SOURCE DOCUMENT:
((

Mena's book Investigative Data Mining for Security and Criminal Detection (Digital Press, 2003) discusses how these commercially available techniques can be applied to law enforcement and intelligence. The FBI, he notes, has long been a customer of ChoicePoint (Atlanta, Ga.), which collects and sells consumer information. To detect criminal or terrorist behavior, he says, one would overlay that data with data from law enforcement (for example, arrest records, photographs, and fingerprints), immigration (visa records and border crossings), and intelligence (terrorist watchlists and the like).

At least in theory, this is exactly what the FBI needs in order to know what it knows. It has amassed criminal and intelligence-related data galore--over a billion records, by one bureau estimate, stored in many databases at dozens of sites. Only a fraction of the FBI's data is in a common format that can be easily searched, analyzed, and shared. The agency's $680 million Integrated Automated Fingerprint Identification System (IAFIS), for example, contains millions of digital fingerprint records and has cut search time from weeks to hours. But it is not directly linked to the FBI's main network for handling case files, which is a text-only system. What's more, many state and local agencies still lack the equipment to access the IAFIS and upload and download prints. Nor, needless to say, is there a universal interface for allowing the databases at all the agencies to talk to one another, although some data exchanging--between, for example, the FBI and the U.S. Immigration and Naturalization Service (now the Bureau of Citizenship and Immigration Services)--has begun since 9/11.

))

[Records from a collection]

((

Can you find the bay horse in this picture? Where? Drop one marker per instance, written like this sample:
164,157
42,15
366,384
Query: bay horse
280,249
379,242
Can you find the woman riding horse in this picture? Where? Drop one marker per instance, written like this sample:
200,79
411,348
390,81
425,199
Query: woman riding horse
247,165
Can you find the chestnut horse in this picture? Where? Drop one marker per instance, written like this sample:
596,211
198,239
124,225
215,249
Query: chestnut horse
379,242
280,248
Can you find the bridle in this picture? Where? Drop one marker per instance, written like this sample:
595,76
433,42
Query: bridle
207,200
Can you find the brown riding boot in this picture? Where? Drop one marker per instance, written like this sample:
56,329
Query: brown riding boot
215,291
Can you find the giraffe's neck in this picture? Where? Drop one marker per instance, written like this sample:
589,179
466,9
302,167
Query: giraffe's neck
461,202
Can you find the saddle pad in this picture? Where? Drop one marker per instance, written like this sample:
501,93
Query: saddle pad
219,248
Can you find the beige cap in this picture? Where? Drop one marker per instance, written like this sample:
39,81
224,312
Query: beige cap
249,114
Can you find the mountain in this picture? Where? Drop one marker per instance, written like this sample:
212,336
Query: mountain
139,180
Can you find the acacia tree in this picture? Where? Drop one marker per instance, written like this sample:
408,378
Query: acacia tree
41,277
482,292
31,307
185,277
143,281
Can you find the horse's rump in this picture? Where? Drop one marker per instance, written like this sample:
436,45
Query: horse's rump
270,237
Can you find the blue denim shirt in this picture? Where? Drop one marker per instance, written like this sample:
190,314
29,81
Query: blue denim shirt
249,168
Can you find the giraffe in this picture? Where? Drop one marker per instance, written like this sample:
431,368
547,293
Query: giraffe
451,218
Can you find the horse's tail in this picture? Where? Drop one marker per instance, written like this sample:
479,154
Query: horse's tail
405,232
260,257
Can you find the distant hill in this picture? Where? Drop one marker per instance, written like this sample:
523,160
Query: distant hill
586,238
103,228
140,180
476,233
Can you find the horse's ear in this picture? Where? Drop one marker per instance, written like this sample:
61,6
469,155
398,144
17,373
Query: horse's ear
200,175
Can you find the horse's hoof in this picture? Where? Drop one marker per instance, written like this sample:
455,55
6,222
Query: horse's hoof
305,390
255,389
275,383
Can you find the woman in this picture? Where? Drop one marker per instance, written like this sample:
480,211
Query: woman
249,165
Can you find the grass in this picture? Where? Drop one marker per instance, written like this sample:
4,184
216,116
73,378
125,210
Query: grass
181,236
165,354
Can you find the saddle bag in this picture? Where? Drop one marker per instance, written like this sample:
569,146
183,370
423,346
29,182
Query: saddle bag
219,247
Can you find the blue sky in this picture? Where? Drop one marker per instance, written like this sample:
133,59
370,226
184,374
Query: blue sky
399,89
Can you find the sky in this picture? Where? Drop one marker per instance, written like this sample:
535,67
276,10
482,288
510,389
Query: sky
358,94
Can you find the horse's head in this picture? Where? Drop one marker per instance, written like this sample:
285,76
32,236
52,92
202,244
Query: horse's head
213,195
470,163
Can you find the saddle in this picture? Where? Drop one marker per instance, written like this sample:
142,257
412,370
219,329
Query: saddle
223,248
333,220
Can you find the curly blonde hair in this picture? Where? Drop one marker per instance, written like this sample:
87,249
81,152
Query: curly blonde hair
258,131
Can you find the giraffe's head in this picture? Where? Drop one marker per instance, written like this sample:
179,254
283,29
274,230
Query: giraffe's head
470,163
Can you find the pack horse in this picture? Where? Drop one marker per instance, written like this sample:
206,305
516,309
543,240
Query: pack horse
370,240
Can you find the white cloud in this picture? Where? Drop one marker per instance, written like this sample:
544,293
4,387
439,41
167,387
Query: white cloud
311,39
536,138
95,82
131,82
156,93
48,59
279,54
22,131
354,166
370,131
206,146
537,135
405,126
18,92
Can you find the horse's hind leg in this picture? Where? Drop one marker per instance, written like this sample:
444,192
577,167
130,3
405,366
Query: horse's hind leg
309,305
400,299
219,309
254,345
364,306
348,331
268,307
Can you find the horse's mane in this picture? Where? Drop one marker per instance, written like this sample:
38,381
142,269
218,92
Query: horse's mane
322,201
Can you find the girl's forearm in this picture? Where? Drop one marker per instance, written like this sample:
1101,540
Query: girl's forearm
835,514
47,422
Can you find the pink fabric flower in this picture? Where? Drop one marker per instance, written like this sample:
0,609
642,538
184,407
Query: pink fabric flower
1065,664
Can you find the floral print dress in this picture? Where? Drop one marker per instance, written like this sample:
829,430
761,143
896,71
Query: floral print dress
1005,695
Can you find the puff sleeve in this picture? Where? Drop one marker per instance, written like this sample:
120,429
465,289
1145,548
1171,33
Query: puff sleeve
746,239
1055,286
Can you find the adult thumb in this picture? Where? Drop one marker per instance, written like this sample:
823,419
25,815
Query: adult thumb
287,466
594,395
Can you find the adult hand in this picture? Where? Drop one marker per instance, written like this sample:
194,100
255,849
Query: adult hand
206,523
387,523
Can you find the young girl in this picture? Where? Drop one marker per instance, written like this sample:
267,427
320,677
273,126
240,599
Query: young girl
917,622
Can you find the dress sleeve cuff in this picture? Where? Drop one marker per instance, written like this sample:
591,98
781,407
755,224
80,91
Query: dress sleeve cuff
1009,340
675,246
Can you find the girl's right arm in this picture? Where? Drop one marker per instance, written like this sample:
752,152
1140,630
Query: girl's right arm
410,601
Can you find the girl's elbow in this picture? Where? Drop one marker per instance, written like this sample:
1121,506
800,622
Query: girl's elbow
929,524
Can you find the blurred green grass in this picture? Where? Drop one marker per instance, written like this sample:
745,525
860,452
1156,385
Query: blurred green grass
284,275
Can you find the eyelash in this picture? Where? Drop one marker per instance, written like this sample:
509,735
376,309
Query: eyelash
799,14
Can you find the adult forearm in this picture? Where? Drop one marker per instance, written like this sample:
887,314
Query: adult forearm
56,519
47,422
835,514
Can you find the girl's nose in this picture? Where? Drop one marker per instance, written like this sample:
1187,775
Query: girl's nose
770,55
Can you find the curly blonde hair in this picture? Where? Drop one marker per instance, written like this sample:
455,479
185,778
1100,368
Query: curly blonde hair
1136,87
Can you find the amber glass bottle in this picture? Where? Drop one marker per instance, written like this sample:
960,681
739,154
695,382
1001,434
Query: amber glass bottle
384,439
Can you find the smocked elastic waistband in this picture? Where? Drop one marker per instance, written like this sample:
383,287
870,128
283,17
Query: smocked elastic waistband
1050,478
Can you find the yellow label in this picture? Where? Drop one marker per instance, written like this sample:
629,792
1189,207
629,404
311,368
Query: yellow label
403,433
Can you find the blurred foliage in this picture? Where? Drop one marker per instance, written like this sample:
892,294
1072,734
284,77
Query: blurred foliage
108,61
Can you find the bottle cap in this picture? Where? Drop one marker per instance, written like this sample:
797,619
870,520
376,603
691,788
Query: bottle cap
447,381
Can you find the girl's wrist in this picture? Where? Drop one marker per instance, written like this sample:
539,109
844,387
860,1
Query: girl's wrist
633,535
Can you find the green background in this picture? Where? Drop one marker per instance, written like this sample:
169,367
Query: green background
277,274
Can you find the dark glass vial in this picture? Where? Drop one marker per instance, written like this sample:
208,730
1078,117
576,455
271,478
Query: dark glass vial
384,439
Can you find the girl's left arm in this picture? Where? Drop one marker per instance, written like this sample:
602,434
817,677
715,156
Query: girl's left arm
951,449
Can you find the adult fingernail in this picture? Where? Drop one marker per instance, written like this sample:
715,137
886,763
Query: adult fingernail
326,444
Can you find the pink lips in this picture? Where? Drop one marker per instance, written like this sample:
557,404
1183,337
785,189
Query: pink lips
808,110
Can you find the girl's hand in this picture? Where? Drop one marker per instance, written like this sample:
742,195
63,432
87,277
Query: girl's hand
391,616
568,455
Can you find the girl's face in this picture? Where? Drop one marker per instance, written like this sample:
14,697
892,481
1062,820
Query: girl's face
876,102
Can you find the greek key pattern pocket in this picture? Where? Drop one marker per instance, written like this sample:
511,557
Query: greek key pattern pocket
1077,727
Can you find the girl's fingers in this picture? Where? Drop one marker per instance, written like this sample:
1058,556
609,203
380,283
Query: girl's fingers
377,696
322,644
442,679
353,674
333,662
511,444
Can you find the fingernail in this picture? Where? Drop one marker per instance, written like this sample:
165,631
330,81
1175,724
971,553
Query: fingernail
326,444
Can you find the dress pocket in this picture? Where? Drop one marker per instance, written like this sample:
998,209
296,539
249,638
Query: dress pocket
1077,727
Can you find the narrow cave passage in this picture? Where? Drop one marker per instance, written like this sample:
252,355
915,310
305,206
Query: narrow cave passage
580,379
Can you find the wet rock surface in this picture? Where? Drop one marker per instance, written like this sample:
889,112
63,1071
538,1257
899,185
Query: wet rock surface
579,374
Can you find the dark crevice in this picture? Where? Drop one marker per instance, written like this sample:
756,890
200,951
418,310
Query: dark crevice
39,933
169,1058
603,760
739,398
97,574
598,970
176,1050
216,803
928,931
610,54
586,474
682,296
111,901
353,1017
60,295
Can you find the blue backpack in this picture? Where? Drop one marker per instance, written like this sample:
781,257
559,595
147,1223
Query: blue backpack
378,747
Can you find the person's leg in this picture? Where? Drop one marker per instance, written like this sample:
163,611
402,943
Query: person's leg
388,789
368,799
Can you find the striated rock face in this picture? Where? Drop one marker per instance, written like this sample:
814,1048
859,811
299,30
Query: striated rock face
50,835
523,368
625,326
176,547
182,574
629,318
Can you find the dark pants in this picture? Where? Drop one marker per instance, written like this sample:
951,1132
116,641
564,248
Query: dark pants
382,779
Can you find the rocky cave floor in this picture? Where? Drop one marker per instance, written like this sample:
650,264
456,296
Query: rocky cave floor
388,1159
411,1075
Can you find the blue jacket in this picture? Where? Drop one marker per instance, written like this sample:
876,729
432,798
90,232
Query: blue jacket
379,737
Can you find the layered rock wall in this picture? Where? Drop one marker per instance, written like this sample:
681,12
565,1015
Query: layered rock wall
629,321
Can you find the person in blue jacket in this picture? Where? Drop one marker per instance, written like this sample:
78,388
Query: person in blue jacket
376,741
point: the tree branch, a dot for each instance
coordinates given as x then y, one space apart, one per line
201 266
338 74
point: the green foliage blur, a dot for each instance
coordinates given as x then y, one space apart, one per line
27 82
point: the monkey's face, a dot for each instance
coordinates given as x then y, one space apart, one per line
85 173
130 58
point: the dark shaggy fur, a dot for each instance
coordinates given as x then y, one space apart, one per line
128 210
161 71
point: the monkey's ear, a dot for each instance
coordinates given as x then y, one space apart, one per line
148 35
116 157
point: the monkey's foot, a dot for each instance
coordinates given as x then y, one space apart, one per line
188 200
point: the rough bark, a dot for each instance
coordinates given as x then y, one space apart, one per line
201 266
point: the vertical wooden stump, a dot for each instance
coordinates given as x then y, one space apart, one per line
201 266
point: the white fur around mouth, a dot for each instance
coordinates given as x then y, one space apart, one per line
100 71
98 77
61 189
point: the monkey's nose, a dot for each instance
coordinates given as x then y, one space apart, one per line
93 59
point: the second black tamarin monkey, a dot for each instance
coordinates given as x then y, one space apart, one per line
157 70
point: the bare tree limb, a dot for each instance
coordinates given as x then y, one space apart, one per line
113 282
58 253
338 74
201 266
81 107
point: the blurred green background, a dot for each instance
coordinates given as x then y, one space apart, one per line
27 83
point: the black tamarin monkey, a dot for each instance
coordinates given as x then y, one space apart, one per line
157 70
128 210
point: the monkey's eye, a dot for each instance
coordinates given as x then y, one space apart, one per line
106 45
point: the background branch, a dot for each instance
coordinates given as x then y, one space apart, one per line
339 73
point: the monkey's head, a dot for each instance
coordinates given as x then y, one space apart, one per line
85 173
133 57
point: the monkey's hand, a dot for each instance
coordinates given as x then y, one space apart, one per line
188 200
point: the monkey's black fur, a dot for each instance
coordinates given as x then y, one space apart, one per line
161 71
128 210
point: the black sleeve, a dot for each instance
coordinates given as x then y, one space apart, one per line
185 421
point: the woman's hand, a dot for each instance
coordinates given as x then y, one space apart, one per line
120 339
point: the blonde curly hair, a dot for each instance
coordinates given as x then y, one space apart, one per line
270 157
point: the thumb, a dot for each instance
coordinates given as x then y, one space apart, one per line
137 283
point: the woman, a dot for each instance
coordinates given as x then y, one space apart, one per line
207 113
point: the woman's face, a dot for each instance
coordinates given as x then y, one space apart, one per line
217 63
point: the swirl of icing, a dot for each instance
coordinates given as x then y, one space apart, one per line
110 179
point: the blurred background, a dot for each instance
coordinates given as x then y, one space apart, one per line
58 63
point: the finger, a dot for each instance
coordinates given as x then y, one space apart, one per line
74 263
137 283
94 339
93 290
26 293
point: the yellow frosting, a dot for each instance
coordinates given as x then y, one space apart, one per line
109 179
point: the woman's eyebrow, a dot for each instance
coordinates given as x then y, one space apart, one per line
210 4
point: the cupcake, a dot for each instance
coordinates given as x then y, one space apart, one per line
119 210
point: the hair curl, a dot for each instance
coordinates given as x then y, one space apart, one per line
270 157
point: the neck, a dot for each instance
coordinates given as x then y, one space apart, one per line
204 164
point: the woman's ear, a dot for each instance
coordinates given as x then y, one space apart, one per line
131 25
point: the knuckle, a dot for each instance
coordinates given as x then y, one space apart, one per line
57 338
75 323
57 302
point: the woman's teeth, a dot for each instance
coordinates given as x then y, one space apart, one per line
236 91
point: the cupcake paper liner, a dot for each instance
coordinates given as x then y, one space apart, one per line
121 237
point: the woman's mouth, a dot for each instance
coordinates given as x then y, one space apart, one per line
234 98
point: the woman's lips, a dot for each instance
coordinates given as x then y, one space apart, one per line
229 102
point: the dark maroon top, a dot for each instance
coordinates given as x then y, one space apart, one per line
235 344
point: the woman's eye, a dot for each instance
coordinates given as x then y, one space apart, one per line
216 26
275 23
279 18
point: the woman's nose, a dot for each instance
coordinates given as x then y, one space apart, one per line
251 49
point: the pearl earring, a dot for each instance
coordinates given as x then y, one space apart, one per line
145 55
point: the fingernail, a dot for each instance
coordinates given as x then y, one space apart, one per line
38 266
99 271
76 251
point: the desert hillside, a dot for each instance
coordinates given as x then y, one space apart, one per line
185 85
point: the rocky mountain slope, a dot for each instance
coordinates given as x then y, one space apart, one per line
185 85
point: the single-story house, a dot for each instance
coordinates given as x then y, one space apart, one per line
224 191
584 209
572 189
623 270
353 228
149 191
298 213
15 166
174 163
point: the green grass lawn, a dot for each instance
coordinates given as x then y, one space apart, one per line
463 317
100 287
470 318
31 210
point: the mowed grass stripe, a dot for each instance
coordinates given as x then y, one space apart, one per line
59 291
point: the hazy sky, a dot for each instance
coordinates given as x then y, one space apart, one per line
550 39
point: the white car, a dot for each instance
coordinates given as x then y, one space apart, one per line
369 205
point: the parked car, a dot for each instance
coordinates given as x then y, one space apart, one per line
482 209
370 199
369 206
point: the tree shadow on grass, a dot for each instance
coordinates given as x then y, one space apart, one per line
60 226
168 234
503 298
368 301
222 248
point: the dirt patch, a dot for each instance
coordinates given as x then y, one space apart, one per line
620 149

))

LIST OF TASKS:
A. According to the passage about FBI data mining, how much did the agency's Integrated Automated Fingerprint Identification System cost?
B. Pick out every line of the entries that contains the word "right".

TASK RESULTS:
A. $680 million

B.
Can you find the girl's right arm in this picture? Where? Drop one marker per instance, written like this sample:
Query: girl's right arm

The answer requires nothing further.